§ TASK ITEM:
Print the records below once again, exactly as they were given.

§ RECORDS PROVIDED:
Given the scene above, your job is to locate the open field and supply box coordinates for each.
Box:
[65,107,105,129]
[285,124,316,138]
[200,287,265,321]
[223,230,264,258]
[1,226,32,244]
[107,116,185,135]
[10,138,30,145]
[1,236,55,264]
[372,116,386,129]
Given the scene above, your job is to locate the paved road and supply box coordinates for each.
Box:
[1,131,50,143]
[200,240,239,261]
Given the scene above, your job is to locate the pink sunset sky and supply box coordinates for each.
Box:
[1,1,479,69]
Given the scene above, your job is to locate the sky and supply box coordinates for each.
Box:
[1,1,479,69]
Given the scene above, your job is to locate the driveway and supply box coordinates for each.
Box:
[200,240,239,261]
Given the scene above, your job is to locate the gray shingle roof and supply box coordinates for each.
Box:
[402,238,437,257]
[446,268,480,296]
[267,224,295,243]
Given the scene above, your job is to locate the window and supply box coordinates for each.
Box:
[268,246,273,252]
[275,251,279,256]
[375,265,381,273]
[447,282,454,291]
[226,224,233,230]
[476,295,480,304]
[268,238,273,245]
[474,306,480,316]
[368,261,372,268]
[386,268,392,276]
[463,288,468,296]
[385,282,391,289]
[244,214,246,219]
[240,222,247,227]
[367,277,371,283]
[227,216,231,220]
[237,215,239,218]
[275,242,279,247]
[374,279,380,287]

§ PROBLEM SOLUTION:
Given the scene above, your job is to locate the open field and supply box coordinates for each.
Box:
[65,107,105,129]
[285,124,316,138]
[200,287,265,321]
[223,230,264,258]
[1,226,32,244]
[107,116,185,135]
[10,138,30,145]
[1,236,55,264]
[372,116,386,129]
Given the scene above, your job is to locate the paved road and supply box coordinates for each.
Box:
[1,131,50,143]
[200,240,239,261]
Given the scene above, your job is to locate the pink sunset sky and supply box coordinates for each.
Box:
[1,1,479,69]
Given the scene above, your job is to locate the sky and supply box coordinates for each.
Box:
[1,1,479,69]
Given the scene above, your job is to locate the driveway and supply box coordinates for each.
Box:
[200,240,239,261]
Given the scene above, your job is to locate the gray shingle roof and supply box coordinates for each.
Box:
[402,238,437,257]
[446,268,480,296]
[267,224,295,243]
Given the scene above, your job is to locate the window and supply box coordinates for each.
Box:
[268,246,273,252]
[275,251,279,256]
[375,265,381,273]
[447,282,454,291]
[226,224,233,230]
[476,295,480,304]
[268,238,273,245]
[474,306,480,316]
[368,261,372,268]
[386,268,392,276]
[463,288,468,296]
[385,282,391,289]
[244,214,246,219]
[240,222,247,227]
[367,277,371,283]
[227,216,231,220]
[237,215,239,218]
[275,242,279,247]
[374,279,380,287]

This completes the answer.